• **Trecho para leitura**:
=====

É claro que a segunda notícia tem ressonâncias muito mais dramáticas para nós, latino-americanos, dado que nossos viajantes, mesmo com os papéis em ordem, já vêm sendo com frequência recebidos como criminosos em aeroportos europeus diante da simples presunção, pelas autoridades responsáveis, de que se trata de imigrantes. Mesmo pobres, porém, os latino-americanos provêm, quando nada, de países amplamente constituídos pelo colonialismo europeu e portadores, portanto, em medida importante, de sua cultura (não obstante o empenho de certas análises em separar uma peculiar "civilização latino-americana" do "Ocidente" - análises que às vezes se mostram ambíguas quanto ao caráter "ocidental" até de Espanha e Portugal...). Mas a feição dramática dos problemas postos pela imigração se reforça pelo fato de que em muitos casos, com ligações coloniais prévias ou não, trata-se de imigrantes provenientes de culturas não só claramente diferentes das dos países receptores, mas que chegam até a hostilizá-las - e a serem percebidas como hostis pelas populações hospedeiras, o que favorece e intensifica os preconceitos e suspeitas.
As torturadas reflexões a respeito se ilustram com um pequeno volume de Giovanni Sartori, "A Sociedade Multiétnica", publicado em 2001. Sartori, postado firmemente numa tradição liberal e pluralista, enfrenta com ardor as distorções "multiculturalistas" dessa tradição. Tais distorções, que brotam nos Estados Unidos mas se fazem presentes também na Europa, representariam pontos de referência intelectuais para uma disposição empenhada no reconhecimento igualitário e na integração a todo custo das populações e etnias diversas, incluídas, naturalmente, as dos imigrantes.

=====

• **Itens**:
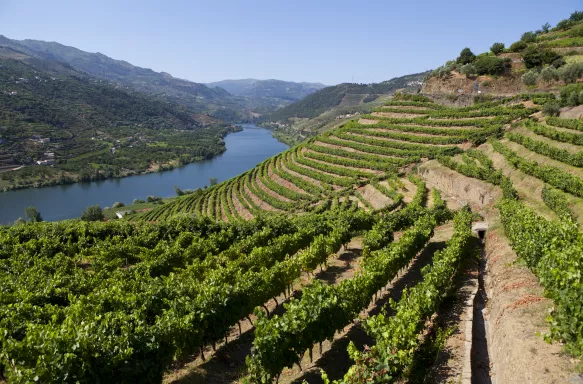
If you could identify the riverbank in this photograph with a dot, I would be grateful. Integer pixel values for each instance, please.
(40, 176)
(244, 150)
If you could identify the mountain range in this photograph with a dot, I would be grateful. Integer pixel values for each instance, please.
(230, 100)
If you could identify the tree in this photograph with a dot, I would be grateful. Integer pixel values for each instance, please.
(528, 37)
(497, 48)
(32, 214)
(518, 46)
(466, 56)
(93, 213)
(529, 78)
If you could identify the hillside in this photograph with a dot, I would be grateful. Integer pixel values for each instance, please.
(542, 60)
(79, 128)
(287, 91)
(195, 96)
(331, 106)
(345, 94)
(418, 242)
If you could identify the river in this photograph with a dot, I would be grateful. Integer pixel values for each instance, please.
(245, 149)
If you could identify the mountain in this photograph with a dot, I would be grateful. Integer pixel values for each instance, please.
(331, 106)
(84, 128)
(196, 96)
(343, 94)
(285, 90)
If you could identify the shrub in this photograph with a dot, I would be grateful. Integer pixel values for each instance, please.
(571, 72)
(529, 78)
(153, 199)
(549, 74)
(573, 99)
(518, 46)
(551, 108)
(568, 91)
(491, 65)
(93, 213)
(535, 57)
(497, 48)
(466, 56)
(576, 16)
(563, 25)
(32, 214)
(467, 69)
(528, 37)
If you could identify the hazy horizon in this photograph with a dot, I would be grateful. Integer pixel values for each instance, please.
(325, 42)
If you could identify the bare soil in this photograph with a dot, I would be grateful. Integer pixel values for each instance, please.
(227, 364)
(397, 115)
(270, 192)
(367, 121)
(517, 311)
(284, 183)
(374, 196)
(241, 210)
(301, 176)
(373, 171)
(260, 203)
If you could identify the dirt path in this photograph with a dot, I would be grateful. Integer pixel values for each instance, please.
(227, 364)
(270, 192)
(260, 203)
(284, 183)
(517, 310)
(241, 210)
(307, 151)
(301, 176)
(374, 196)
(334, 357)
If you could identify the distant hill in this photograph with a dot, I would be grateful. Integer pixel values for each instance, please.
(63, 126)
(196, 96)
(285, 90)
(344, 94)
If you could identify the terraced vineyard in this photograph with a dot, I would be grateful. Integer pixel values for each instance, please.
(358, 161)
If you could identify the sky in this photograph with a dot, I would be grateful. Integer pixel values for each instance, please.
(301, 40)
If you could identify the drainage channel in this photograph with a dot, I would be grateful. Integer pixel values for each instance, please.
(480, 359)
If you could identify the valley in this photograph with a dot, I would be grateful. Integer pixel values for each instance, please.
(424, 229)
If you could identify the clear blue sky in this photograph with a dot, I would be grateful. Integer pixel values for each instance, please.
(315, 40)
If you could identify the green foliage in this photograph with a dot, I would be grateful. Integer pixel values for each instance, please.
(32, 214)
(557, 201)
(518, 46)
(497, 48)
(529, 78)
(551, 175)
(466, 56)
(554, 252)
(93, 213)
(491, 65)
(528, 37)
(570, 94)
(535, 57)
(397, 337)
(551, 108)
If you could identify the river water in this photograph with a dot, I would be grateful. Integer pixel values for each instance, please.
(245, 149)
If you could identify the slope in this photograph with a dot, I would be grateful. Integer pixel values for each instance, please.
(79, 128)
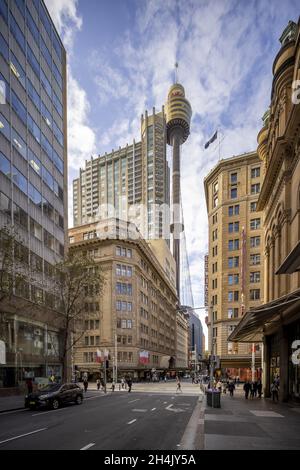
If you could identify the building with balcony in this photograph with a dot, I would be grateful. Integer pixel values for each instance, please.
(135, 317)
(235, 259)
(277, 321)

=====

• **Faça isto**: Diga se cada afirmação abaixo está de acordo com o trecho sobre imigração, respondendo sim ou não e citando as palavras do trecho que decidem a questão. (a) Viajantes latino-americanos com documentos em ordem são com frequência recebidos como criminosos em aeroportos europeus. (b) O livro de Giovanni Sartori foi publicado em 2010. (c) As distorções multiculturalistas surgem na Europa e só mais tarde aparecem nos Estados Unidos. Os itens não serão necessários.

• **Resposta da tarefa**:
(a) Sim: "nossos viajantes, mesmo com os papéis em ordem, já vêm sendo com frequência recebidos como criminosos em aeroportos europeus".
(b) Não: "publicado em 2001".
(c) Não: "brotam nos Estados Unidos mas se fazem presentes também na Europa".